# GOAL:
Please present the lines below as a Markdown table with two columns, "No." for the row number and "Text" for the line, skipping any blank lines. Leave the pictures out of the table.

# STORED DATA:
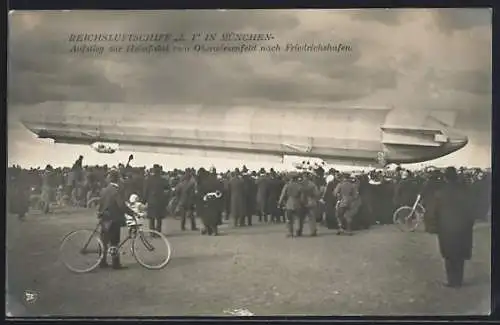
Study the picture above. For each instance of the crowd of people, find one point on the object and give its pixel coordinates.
(337, 200)
(318, 194)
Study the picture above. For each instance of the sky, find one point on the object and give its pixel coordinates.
(407, 58)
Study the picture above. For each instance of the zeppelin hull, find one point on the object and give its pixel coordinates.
(340, 134)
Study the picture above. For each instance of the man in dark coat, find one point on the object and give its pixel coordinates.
(112, 210)
(310, 195)
(154, 197)
(348, 203)
(292, 194)
(454, 227)
(275, 187)
(250, 197)
(48, 187)
(186, 193)
(261, 196)
(238, 199)
(211, 204)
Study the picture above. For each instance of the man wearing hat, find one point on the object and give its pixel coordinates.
(155, 198)
(112, 210)
(291, 192)
(186, 193)
(348, 203)
(48, 187)
(237, 198)
(455, 223)
(310, 195)
(262, 193)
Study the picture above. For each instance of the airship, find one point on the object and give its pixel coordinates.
(357, 136)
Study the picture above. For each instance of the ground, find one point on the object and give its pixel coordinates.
(381, 271)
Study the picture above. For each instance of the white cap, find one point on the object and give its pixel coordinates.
(330, 178)
(133, 198)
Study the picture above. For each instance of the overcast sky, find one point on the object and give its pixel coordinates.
(411, 58)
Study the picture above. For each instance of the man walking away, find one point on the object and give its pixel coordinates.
(454, 227)
(310, 197)
(348, 203)
(186, 192)
(112, 210)
(154, 196)
(291, 193)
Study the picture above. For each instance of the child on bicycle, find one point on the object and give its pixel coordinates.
(135, 205)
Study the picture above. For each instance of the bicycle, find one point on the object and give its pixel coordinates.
(136, 233)
(408, 218)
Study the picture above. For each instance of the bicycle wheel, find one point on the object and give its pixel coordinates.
(73, 255)
(93, 203)
(416, 219)
(403, 218)
(151, 249)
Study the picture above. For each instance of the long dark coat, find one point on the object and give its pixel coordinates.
(237, 196)
(154, 195)
(262, 193)
(212, 208)
(454, 222)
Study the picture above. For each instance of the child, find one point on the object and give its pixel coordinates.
(135, 205)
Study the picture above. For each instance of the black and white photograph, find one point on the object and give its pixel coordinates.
(249, 163)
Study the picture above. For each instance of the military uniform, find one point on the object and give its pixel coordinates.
(112, 210)
(291, 192)
(186, 192)
(348, 204)
(154, 196)
(310, 196)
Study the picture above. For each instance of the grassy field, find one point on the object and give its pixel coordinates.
(376, 272)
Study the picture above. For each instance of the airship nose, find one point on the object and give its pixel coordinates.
(456, 141)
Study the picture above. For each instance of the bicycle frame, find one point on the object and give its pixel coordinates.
(132, 233)
(417, 201)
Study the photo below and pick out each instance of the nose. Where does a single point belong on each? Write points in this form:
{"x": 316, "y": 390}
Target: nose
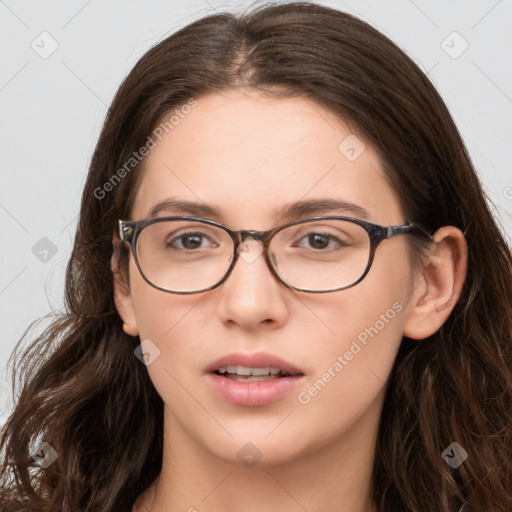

# RESULT BELOW:
| No. | Text |
|---|---|
| 1 | Study the picture above. For each instance of the crowd of people, find one point on the object and give its pixel coordinates. |
| 2 | (337, 200) |
| 3 | (318, 194) |
| 4 | Study the picture above. For each instance of the sky, find one point on the object and give its pixel coordinates. |
| 5 | (407, 58) |
| 6 | Study the picture above. For each instance of the zeppelin hull, find one point on the object and give its pixel coordinates. |
| 7 | (340, 134) |
| 8 | Study the picture above. For each instance of the man in dark coat, find one point on the object and give its pixel coordinates. |
| 9 | (112, 210) |
| 10 | (310, 195) |
| 11 | (154, 197) |
| 12 | (348, 203) |
| 13 | (292, 194) |
| 14 | (454, 227) |
| 15 | (275, 187) |
| 16 | (250, 197) |
| 17 | (48, 187) |
| 18 | (186, 193) |
| 19 | (261, 196) |
| 20 | (238, 199) |
| 21 | (211, 204) |
| 22 | Study the picture above. For each instance of the man wearing hat, find one point on the object and give its pixel coordinates. |
| 23 | (155, 198) |
| 24 | (112, 210) |
| 25 | (291, 192) |
| 26 | (186, 193) |
| 27 | (348, 203) |
| 28 | (48, 187) |
| 29 | (237, 198) |
| 30 | (455, 223) |
| 31 | (310, 195) |
| 32 | (262, 193) |
| 33 | Study the picture above. For each instance of the airship, find one point on the object and give its pixel coordinates. |
| 34 | (357, 136) |
| 35 | Study the picture above. For each instance of the ground, find one point on the object and give its pixel coordinates. |
| 36 | (381, 271) |
| 37 | Study the picture above. For each instance of the white cap, find one point on the object and give its pixel coordinates. |
| 38 | (330, 178) |
| 39 | (133, 198) |
| 40 | Study the picture above. For each instance of the overcast sky, find one point on the object and give its pixel coordinates. |
| 41 | (411, 58) |
| 42 | Study the picture above. For each instance of the man walking away, find one point on the object and give its pixel coordinates. |
| 43 | (454, 227) |
| 44 | (310, 197) |
| 45 | (348, 203) |
| 46 | (186, 192) |
| 47 | (112, 210) |
| 48 | (154, 196) |
| 49 | (291, 193) |
| 50 | Study the picture above. For each instance of the child on bicycle, find one point on the object and give its pixel coordinates. |
| 51 | (135, 205) |
| 52 | Study the picture above. For each instance of the bicycle, find one point on the object and give its pixel coordinates. |
| 53 | (136, 233) |
| 54 | (408, 218) |
| 55 | Study the picture above. For each instance of the bicycle wheel, find one point on the object and give its pixel coordinates. |
| 56 | (73, 255) |
| 57 | (93, 203) |
| 58 | (416, 219) |
| 59 | (403, 218) |
| 60 | (151, 249) |
| 61 | Study the picture above. For each instance of the long dark coat, find one point on the object and give its pixel coordinates. |
| 62 | (237, 196) |
| 63 | (154, 195) |
| 64 | (262, 193) |
| 65 | (212, 208) |
| 66 | (454, 222) |
| 67 | Study the picture above. For each instance of the child, find one point on the object and give its pixel coordinates. |
| 68 | (135, 205) |
| 69 | Study the picture above. For each instance of the black and white photograph, find one point on the object and give its pixel coordinates. |
| 70 | (249, 163) |
| 71 | Study the picture above. For each instance of the military uniform, find one point on the object and give its pixel coordinates. |
| 72 | (112, 210) |
| 73 | (291, 192) |
| 74 | (186, 192) |
| 75 | (348, 204) |
| 76 | (154, 196) |
| 77 | (310, 196) |
| 78 | Study the picture above. For each instance of the grassy field, find one point on the object and give its pixel coordinates. |
| 79 | (376, 272) |
| 80 | Study the picture above. For each instance of the airship nose, find one point on the object and give its pixel coordinates. |
| 81 | (456, 141) |
| 82 | Study the picture above. For each instance of the bicycle frame, find one point on the object and give its pixel coordinates. |
| 83 | (132, 233) |
| 84 | (417, 201) |
| 85 | Study the photo below and pick out each instance of the nose. Where does a single point belong on each? Write points in this form: |
| 86 | {"x": 316, "y": 390} |
| 87 | Target: nose |